**PASSAGE PROVIDED**.
____

The silver lining to all of this is that despite the cruddy chow-fest that was happening 'round these parts, I still managed to lose a pound last week. Because I was so upset last Friday, I never got a chance to post about my 3 pound loss the week before (with Flo hanging around and all!), so in two weeks, 4 pounds disappeared. And that?  Is nothing short of a miracle. Amen.

In other news, I attended the vinyasa flow yoga class again this past week. Why I thought we'd be doing the same routine as last week, I have no idea. What I DO know is that this week was even harder than the first time - so it's safe to say, I'm no yoga guru yet. I'm actually surprised by how much I enjoy something I find relatively difficult. Usually, I want to run from things that present too much of a challenge, physical or otherwise, but this yoga thing has me inspired. Even when I'm doing downward dog and being suffocated by my own boobs. True story.

Honestly, I'm not sure I'm even doing this yoga thing right. I know the idea is to focus on breathing (something that is hard to do when your heaving bosom is cutting off your air supply), and flow from pose to pose - ideally, as gracefully as possible. Well, hell. I am about as far from graceful's doorstep as one person can get. I find myself having to adjust my positioning several times just to place myself into the "correct" position. There isn't a whole lotta "flow" happening on my mat, unless you're referring to the beads of sweat dripping from my face onto the floor in front of me. Who knew I'd sweat this much moving this slowly?

____

**SUPPLIED RECORDS**.

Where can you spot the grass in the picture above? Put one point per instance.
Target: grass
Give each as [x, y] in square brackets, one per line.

____

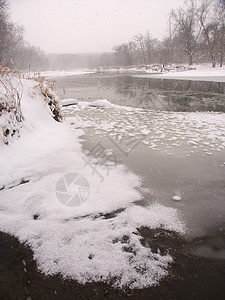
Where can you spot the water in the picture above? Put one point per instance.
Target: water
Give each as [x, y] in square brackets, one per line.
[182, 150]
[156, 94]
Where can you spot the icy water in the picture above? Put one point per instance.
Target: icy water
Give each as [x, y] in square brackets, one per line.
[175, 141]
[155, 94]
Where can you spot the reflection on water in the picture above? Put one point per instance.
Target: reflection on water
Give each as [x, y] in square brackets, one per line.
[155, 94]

____

**REQUESTS**.
(1) In the blog post about weight loss and yoga, how many pounds did the writer lose over the two weeks?
(2) Pick up the blog post about weight loss and yoga right after its last sentence and keep writing in the same voice.

**ANSWERS TO THE TASKS**.
(1) Four pounds.

(2)
I often have to suppress laughter during these sessions. And I'm just taking a stab here, but I'm pretty sure laughing while yoga-ing, is a yoga no-no. At least that's what the tranquil background music suggests. My inclination to crack up most likely stems from my own insecurities, but I can't help myself. I imagine I must look pretty damn ridiculous trying to contort myself from one pose to another. Getting into some of the poses feels a bit unnatural. And if they feel unnatural, I can only assume they look just as, well...you know - unnatural. Child pose is supposed to be an easy resting pose that you can come back to if you need a break. I actually don't find child pose comfortable at all, especially when we first begin (probably because I am as flexible as a steel beam) so when Erin, our instructor, said I should feel free to go back to child pose at anytime, I wanted to snort-laugh and say, "Why the hell would I want to do that?" Again, it may have something to do with my boobs getting all up in my throat and choking the crap out of me. I wear a sports bra, but really, those things can do only so much to keep my girls in check. Those bad mamajammas have a mind of their own.

Another chuckle-worthy moment occurred when Erin asked us to attempt the crow pose. For you yoga virgins, the crow pose looks like this:

Instructor says, "Crow pose" and I says, "Hell nos"


I believe I turned to my friend Margaret and mouthed the words, "Holy Shit!" before simply crouching down into what I personally like to call "frog pose" and admitting defeat. Ribbit.

Still, I left that yoga session feeling good. I did what I could and know that with time I will get better and really, that is all I can ask of myself. I'll be back at it again this Wednesday. God willing.

So, with the new week ahead of me, I have to, have to, HAVE TO get back on track with my eating plan. I think after last week's indulgences (and yes, this weekend's as well) I'm feeling pretty darn guilty and am afraid that if I don't take back the reigns, like this very second, this could be one of those spiraling out of control situations. I was feeling so good, but it is amazing how a bad streak can shake a person. Ultimately, I know that it is up to me whether or not I let that happen.

I choose not to.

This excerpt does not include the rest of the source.